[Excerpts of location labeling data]
....

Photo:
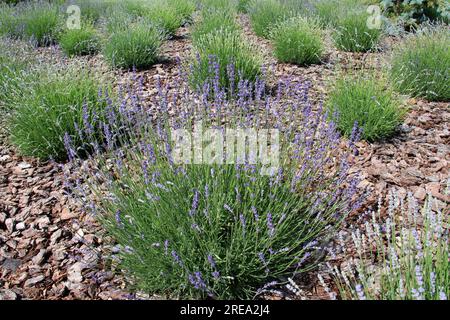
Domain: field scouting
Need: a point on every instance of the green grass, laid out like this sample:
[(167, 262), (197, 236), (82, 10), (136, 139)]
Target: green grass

....

▶ Exercise goal
Count the lines in the records above that contain the word "green", where case counts. Reply with the number only.

▶ Problem solution
2